» **Work to complete**: The data below is to be output in full, unchanged.

===== Given data =====

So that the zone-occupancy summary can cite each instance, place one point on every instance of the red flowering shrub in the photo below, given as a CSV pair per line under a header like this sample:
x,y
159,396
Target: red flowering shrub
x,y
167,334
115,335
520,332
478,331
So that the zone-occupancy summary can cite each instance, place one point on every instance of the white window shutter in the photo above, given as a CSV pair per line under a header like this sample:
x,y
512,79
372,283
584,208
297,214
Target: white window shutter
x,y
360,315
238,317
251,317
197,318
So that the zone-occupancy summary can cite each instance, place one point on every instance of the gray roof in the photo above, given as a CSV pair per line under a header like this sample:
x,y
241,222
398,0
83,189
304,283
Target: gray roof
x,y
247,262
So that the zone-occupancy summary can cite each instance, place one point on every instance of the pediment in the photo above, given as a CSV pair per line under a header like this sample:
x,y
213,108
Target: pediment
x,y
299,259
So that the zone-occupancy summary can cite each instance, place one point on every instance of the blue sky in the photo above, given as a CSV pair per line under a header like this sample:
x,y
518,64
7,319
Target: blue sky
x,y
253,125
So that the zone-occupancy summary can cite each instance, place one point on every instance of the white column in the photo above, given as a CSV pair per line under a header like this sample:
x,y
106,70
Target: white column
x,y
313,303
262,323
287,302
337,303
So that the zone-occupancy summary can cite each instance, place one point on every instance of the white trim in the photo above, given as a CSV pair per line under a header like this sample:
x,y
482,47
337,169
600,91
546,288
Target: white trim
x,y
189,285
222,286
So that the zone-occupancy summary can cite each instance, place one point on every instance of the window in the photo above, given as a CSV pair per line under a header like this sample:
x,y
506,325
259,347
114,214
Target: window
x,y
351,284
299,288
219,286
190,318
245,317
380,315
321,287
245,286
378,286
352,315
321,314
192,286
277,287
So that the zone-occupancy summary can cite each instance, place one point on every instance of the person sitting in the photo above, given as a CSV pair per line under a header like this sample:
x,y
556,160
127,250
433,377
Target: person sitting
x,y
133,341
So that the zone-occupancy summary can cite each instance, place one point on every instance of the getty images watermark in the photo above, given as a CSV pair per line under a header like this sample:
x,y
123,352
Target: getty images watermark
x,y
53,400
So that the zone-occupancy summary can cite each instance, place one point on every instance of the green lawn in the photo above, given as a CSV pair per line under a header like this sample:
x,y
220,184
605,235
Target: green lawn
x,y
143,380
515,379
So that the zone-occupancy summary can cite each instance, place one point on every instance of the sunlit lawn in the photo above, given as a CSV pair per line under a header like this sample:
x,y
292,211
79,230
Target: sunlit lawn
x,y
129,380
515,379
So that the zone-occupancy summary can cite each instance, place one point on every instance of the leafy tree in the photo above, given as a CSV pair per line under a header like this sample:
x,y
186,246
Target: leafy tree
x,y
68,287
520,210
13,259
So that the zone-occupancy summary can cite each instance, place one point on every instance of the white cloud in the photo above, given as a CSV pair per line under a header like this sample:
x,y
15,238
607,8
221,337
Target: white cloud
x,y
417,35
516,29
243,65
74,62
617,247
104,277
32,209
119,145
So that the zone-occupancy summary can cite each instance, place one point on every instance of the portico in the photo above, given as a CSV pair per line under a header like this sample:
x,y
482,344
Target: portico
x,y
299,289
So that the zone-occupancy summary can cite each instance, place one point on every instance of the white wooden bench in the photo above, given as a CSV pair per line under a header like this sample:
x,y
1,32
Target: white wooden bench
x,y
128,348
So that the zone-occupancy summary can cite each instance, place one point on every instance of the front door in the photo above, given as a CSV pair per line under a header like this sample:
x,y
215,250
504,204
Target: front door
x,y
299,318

=====

» **Your solution**:
So that the zone-occupancy summary can cite each instance, place one point on every instance of the red flowering shrub in the photo below, given as a CSV pair per line under a header like this sample:
x,y
159,396
Target: red flowering shrub
x,y
167,334
115,335
520,332
478,331
So that the zone-occupancy summary can cite each instance, place one point on every instance of the white window shutter in the photo above, given as a CSV pair per line under a header like this sample:
x,y
512,79
372,283
584,208
297,214
Target: white window shutter
x,y
360,315
238,317
251,317
197,318
So that the zone-occupancy summary can cite each instance, place one point on every instance of the gray roof in the photo above, given as a CSV pair per line under a header like this sample:
x,y
241,222
398,0
83,189
304,283
Target: gray roof
x,y
247,262
So that the zone-occupancy summary can cite each instance, place one point on every instance of the pediment in the photo above, given as a CSV pair per line under a header like this sample:
x,y
213,108
Target: pediment
x,y
299,259
So that the zone-occupancy summary can cite each instance, place one point on every instance of the blue sky in the photo above, given as a CSV pair per line under a header like this sample:
x,y
518,64
7,319
Target: blue sky
x,y
253,125
So that the zone-occupancy summary can cite each instance, place one point on every instance of the white column in the photo above, given as a CSV pair per line under a header like this sample:
x,y
106,70
Target: white column
x,y
313,303
262,323
287,302
337,303
So that the zone-occupancy summary can cite each instance, place one point on every instance of the white trim in the photo above, given as a CSV pair per line under a header like this sample:
x,y
482,47
337,169
600,91
546,288
Target: white trim
x,y
189,285
222,286
So that the zone-occupancy summary can cite each instance, place one point on every instance of the window in the photo above, given as a CSV pair per line under a header like this sample:
x,y
506,325
259,347
114,214
Target: window
x,y
351,284
299,288
219,286
190,318
245,317
380,315
321,287
245,286
378,286
352,315
321,314
192,286
277,287
So that the zone-occupancy summary can cite each instance, place one point on every instance of the person sitting in the photo above, given as a CSV pair per line under a header like this sample:
x,y
556,160
127,250
433,377
Target: person sitting
x,y
133,341
So that the zone-occupancy summary can cite each instance, place one point on every instance of the getty images watermark in the photo above, given as a CSV pair per line under a header like this sample:
x,y
123,352
Target: getty images watermark
x,y
53,400
So that the zone-occupancy summary can cite each instance, place one point on every instance of the green lawn in the photo above, given as a CSV pair per line under a header like this sample:
x,y
220,184
605,235
Target: green lawn
x,y
143,380
515,379
So that the zone-occupancy summary can cite each instance, place one point on every instance of the sunlit lawn in the photo above, given as a CSV pair per line under a header like this sample:
x,y
292,211
79,230
Target: sunlit lawn
x,y
129,380
515,379
So that the zone-occupancy summary can cite each instance, place one point on every instance of the leafy tree in the photo above, given as a CSV pair per line under a header like this sample:
x,y
186,246
Target: leafy tree
x,y
68,287
520,210
13,259
So that the zone-occupancy summary can cite each instance, place one point on every instance of the white cloud in the photo above, given as a CSV pair per line under a header like this sample:
x,y
15,238
607,8
221,337
Target: white cloud
x,y
417,35
516,29
243,65
74,62
617,247
104,277
32,209
119,145
So that the zone-occupancy summary can cite each instance, place one point on every instance of the portico in the photo above, given as a CSV pair per line under a header like this sample:
x,y
482,344
Target: portico
x,y
299,289
So that the zone-occupancy summary can cite each instance, place one point on every instance of the white wooden bench in the photo above, given as a CSV pair per line under a header like this sample:
x,y
1,32
Target: white wooden bench
x,y
128,348
So that the zone-occupancy summary can cite each instance, place one point on every instance of the front door in the photo above, given as a CSV pair per line under a header like this sample:
x,y
215,250
504,204
Target: front door
x,y
299,318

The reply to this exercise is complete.